Показанный отрывок:
_ _ _ _ _ _ _

А вот и Гоголь: «Как упоителен, как роскошен летний день в Малороссии! Как томительно-жарки те часы, когда полдень блещет в тишине и зное и голубой неизмеримый океан, сладострастным куполом нагнувшийся над землею, кажется заснул, весь потонувши в неге, обнимая и сжимая прекрасную в воздушных объятиях своих!» «Что-то тяжко застонало, и стон перенесся через поле и лес. Из-за леса поднялись тощие, сухие руки с длинными когтями; затряслись и пропали». «Слышится часто по Карпату свист, как будто тысяча мельниц шумит колесами по воде. То в безвыходной пропасти, которой не видал еще ни один человек, страшащийся проходить мимо, мертвецы грызут мертвеца. Нередко бывало по всему миру, что земля тряслась от одного конца до другого: то оттого делается, толкуют грамотные люди, что есть где-то близ моря гора, из которой выхватывается пламя и текут горящие реки. Но старики, которые живут и в Венгрии, и в Галичской земле, лучше знают это и говорят: что то хочет подняться выросший в земле великий, великий мертвец и трясет землю».

Здесь тот случай, когда дело уж не только в интонации, столь субъективный пейзаж вряд ли может быть заменен киносредствами: «…океан, сладострастным куполом нагнувшийся над землею, кажется заснул, весь потонувши в неге, обнимая и сжимая прекрасную в воздушных объятиях своих…» Попытка представить все это наглядно привела бы к тому, что спародировал Саша Черный: если буквально изобразить в живописи, что губы — это кораллы, перси — это виноград, щеки — яблоки и т. д., то можно заслужить и казнь от царя. Да и костлявые руки, поднявшиеся над лесом, в чисто зрительном ряду не сработают. У Гоголя важен контекст эмоции, ужаса — а что есть просто «тощие, сухие» руки над лесом, появившиеся на экране?

Чеховский пейзаж «промежуточного» оттенка.

_ _ _ _ _ _ _

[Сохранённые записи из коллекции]

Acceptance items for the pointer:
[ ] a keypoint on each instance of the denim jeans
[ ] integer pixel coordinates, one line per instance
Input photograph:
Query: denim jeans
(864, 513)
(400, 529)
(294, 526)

_ _ _ _ _ _ _

Условие задачи: Перепишите дословно часть отрывка о гоголевском пейзаже, начиная со слов "Здесь тот случай, когда" и продолжая до слов "появившиеся на экране?" включительно. Опирайтесь только на отрывок.

Выполненное задание:
Здесь тот случай, когда дело уж не только в интонации, столь субъективный пейзаж вряд ли может быть заменен киносредствами: «…океан, сладострастным куполом нагнувшийся над землею, кажется заснул, весь потонувши в неге, обнимая и сжимая прекрасную в воздушных объятиях своих…» Попытка представить все это наглядно привела бы к тому, что спародировал Саша Черный: если буквально изобразить в живописи, что губы — это кораллы, перси — это виноград, щеки — яблоки и т. д., то можно заслужить и казнь от царя. Да и костлявые руки, поднявшиеся над лесом, в чисто зрительном ряду не сработают. У Гоголя важен контекст эмоции, ужаса — а что есть просто «тощие, сухие» руки над лесом, появившиеся на экране?